* **EXERCISE TASK A**:
Copy, word for word, the passage of the post on client funds that runs from "a) When money" up to and including "for this task)".

Sorry but the 'too busy' line to action client funds is not acceptable. If cut offs are missed because of bank delays or client delays then fine. That happens and can be explained to a client. If a cut off is missed because the solicitors office is too busy, then it is not. I deal with client funds for a financial institution. If I miss a client instruction because 'I am too busy', do you think that's the end of it? I certainly don't leave the client 1c out of pocket. And yet for some reason, we seem to think that solicitors who could have millions of euro going through their accounts shouldn't be held to the same standards. If the solicitor came back and said we only got the funds on Friday afternoon after the cut off then fine. But to come back with the line of 'we were too busy with client meetings and we did it when we got a chance days later' is not acceptable.
A solicitor is not a financial institution, and the considerations are quite different.
Here is a perspective from a typical small office (one principal solicitor; 8 total staff)
a) When money lands in a client account, the office book-keeper must go online, note the lodgment and write it up in the accounts of the firm. It is bad practice for a solicitor to do this (much too easy for errors to creep in when you are doing book-keeping along with other tasks - though in a solo practitioner outfit, the sole practitioner may well have an hour of "do not disturb time each day for this task)

* **RECORD LIST**:
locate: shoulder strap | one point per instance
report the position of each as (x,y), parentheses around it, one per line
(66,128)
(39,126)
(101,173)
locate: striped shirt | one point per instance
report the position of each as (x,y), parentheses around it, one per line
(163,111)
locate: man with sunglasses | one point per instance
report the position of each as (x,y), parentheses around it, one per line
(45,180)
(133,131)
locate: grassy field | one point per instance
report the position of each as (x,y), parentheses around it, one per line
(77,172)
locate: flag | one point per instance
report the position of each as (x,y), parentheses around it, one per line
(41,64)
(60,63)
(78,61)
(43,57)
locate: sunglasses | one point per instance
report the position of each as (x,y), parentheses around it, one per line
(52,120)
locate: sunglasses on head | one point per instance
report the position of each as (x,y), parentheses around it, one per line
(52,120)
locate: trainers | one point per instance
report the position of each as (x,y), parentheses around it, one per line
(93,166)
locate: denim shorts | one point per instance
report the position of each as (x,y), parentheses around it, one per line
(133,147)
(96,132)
---
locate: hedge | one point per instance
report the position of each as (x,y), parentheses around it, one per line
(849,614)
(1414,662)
* * *
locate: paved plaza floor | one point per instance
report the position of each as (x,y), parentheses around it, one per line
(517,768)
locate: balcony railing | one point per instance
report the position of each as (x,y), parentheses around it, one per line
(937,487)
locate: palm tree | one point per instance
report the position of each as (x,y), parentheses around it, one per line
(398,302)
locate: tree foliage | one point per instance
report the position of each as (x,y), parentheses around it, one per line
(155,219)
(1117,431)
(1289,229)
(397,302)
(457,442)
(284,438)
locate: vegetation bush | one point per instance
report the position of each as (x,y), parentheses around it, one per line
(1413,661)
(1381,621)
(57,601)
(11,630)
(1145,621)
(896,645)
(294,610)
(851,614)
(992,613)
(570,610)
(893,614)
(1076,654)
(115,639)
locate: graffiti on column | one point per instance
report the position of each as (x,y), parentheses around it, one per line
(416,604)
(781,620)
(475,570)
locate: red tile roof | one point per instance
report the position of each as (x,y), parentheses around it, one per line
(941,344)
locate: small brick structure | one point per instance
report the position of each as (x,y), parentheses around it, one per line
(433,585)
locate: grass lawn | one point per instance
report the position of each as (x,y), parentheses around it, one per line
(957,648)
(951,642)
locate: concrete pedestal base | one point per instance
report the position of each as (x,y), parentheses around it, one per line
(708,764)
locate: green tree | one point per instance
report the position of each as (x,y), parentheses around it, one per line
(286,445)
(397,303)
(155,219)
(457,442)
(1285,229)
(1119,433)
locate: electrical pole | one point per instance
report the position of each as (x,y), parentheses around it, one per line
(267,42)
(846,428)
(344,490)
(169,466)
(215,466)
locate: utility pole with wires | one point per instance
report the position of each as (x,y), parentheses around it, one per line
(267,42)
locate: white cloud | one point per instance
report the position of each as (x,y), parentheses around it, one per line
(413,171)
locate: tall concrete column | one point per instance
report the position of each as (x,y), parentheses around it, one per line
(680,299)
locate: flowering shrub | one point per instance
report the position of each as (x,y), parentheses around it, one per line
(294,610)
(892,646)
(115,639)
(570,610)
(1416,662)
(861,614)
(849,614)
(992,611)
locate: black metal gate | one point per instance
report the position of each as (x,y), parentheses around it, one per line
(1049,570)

* **EXERCISE TASK B**:
Count the lines of the listing above that contain the string "tree" and reply with the number alone.

* **CORRECT ANSWER A**:
a) When money lands in a client account, the office book-keeper must go online, note the lodgment and write it up in the accounts of the firm. It is bad practice for a solicitor to do this (much too easy for errors to creep in when you are doing book-keeping along with other tasks - though in a solo practitioner outfit, the sole practitioner may well have an hour of "do not disturb time each day for this task)

* **CORRECT ANSWER B**:
3